__Task prompt__
Pick out every line below that contains the string "with", and copy each one. Case counts.

-- BEGIN Items --

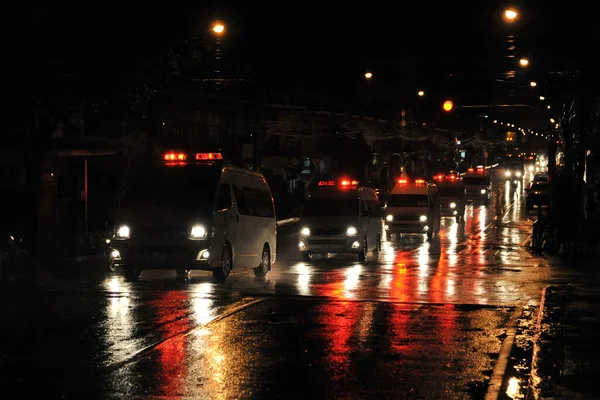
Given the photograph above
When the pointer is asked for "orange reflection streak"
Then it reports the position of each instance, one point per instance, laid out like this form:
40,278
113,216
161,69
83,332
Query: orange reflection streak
399,285
399,317
172,319
446,320
344,287
338,320
438,282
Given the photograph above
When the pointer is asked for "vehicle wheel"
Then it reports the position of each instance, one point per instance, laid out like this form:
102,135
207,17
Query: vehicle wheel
183,273
362,256
8,265
265,263
307,256
132,274
377,248
221,272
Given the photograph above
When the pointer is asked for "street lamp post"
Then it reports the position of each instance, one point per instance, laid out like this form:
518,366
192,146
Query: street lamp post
218,30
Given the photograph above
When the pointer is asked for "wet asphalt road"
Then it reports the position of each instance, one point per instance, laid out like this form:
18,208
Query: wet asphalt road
423,320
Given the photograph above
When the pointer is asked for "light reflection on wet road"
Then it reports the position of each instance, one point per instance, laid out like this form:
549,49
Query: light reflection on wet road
423,320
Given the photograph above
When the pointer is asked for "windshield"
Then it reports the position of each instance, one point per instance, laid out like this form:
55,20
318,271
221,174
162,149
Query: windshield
408,200
334,207
448,191
189,187
475,181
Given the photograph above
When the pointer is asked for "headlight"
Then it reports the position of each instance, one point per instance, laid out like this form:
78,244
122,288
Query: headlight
197,232
123,232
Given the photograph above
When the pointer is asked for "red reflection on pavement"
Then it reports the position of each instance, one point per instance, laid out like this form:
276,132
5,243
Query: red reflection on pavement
400,285
173,320
338,320
438,283
399,337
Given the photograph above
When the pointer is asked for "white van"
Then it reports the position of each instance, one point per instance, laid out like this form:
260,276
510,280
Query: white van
193,212
341,217
478,184
414,207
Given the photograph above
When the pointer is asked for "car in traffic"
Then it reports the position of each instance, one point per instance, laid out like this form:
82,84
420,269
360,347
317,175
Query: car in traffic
537,195
541,177
194,211
513,171
414,206
452,195
341,217
478,184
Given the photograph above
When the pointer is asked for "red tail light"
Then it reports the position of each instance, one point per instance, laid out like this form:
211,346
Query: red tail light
347,182
171,156
209,156
326,183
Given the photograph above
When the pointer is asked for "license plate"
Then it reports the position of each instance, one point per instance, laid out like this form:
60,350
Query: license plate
157,257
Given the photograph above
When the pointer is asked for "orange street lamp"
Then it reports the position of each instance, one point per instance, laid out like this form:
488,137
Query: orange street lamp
511,14
218,28
448,105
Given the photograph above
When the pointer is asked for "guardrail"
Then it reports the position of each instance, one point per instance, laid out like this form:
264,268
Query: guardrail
287,221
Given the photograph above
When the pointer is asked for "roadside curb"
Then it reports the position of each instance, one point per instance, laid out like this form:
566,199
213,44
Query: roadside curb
565,344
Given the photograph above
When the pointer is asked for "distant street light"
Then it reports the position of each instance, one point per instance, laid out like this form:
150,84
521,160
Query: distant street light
218,28
510,14
448,105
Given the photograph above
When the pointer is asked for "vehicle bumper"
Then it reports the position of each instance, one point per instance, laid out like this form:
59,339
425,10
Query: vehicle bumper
192,256
407,227
449,212
331,244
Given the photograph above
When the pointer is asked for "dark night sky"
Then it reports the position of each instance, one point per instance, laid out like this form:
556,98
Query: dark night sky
307,43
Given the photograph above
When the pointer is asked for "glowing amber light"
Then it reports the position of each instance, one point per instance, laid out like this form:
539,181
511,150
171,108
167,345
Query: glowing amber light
448,105
510,14
218,28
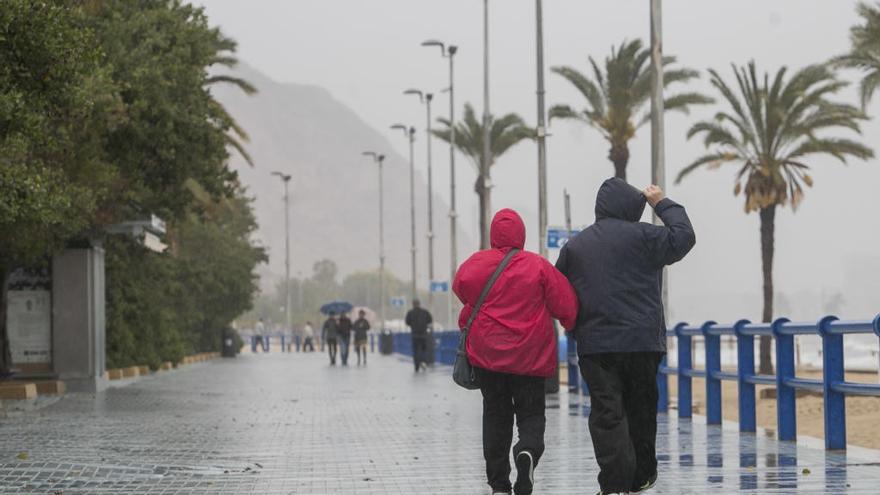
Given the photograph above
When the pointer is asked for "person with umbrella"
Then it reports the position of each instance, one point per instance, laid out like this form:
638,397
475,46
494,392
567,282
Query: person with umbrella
419,319
343,332
329,334
361,327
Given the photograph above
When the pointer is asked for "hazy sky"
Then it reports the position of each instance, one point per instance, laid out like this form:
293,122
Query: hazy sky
367,52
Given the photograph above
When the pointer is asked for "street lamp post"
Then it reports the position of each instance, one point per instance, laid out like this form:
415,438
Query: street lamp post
410,133
658,162
449,52
379,159
541,134
426,99
286,178
486,209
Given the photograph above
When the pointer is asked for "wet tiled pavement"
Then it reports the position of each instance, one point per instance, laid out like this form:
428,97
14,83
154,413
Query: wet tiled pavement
288,423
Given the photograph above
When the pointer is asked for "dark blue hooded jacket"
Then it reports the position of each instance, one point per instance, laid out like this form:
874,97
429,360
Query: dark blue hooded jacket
616,268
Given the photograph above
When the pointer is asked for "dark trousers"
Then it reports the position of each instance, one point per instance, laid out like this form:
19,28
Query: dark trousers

-- END Items --

__Exercise answer__
When the pointer is asked for "person with umbrella"
Query: person with umbrella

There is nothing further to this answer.